## Begin TASK MATERIAL

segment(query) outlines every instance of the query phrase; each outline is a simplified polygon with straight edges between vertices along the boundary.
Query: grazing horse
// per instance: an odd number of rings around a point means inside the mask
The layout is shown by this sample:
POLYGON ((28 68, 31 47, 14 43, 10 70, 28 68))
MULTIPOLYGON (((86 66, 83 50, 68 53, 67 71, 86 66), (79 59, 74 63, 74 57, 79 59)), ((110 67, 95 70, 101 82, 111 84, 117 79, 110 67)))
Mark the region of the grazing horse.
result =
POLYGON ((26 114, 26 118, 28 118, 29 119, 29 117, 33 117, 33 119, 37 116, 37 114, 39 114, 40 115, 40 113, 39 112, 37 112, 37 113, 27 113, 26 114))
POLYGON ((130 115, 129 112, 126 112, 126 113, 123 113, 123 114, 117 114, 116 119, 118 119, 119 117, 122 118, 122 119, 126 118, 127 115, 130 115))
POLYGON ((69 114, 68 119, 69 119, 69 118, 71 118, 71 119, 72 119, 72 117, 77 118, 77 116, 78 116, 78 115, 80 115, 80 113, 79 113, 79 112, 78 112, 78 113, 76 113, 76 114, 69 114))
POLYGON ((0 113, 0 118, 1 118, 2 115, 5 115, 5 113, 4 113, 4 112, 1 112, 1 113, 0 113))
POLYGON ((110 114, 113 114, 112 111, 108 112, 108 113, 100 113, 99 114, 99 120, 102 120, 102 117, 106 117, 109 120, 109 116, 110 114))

## End TASK MATERIAL

**DIRECTIONS**
Output every line of the items above as a JSON list of strings, one string per line, with blank lines omitted.

**FULL ANSWER**
[
  "segment(query) outlines every instance of the query phrase; each outline is a simplified polygon with straight edges between vertices along the boundary.",
  "Query: grazing horse",
  "// per instance: an odd number of rings around a point means inside the mask",
  "The layout is shown by this sample:",
  "POLYGON ((28 68, 31 47, 14 43, 10 70, 28 68))",
  "MULTIPOLYGON (((86 66, 83 50, 68 53, 67 71, 86 66), (79 59, 74 63, 74 57, 79 59)), ((110 67, 95 70, 101 82, 111 84, 117 79, 110 67)))",
  "Mark the region of the grazing horse.",
  "result =",
  "POLYGON ((26 114, 26 118, 28 118, 29 119, 29 117, 33 117, 33 119, 37 116, 37 114, 39 114, 40 115, 40 113, 39 112, 37 112, 37 113, 27 113, 26 114))",
  "POLYGON ((130 115, 129 112, 126 112, 126 113, 123 113, 123 114, 117 114, 116 119, 118 119, 119 117, 122 118, 122 119, 126 118, 127 115, 130 115))",
  "POLYGON ((69 114, 68 119, 69 119, 69 118, 71 118, 71 119, 72 119, 72 117, 77 118, 77 116, 78 116, 78 115, 80 115, 80 113, 79 113, 79 112, 78 112, 78 113, 76 113, 76 114, 69 114))",
  "POLYGON ((0 113, 0 118, 1 118, 2 115, 5 115, 5 113, 4 113, 4 112, 1 112, 1 113, 0 113))",
  "POLYGON ((110 114, 113 114, 112 111, 108 112, 108 113, 100 113, 99 114, 99 120, 102 120, 102 117, 106 117, 109 120, 109 116, 110 114))"
]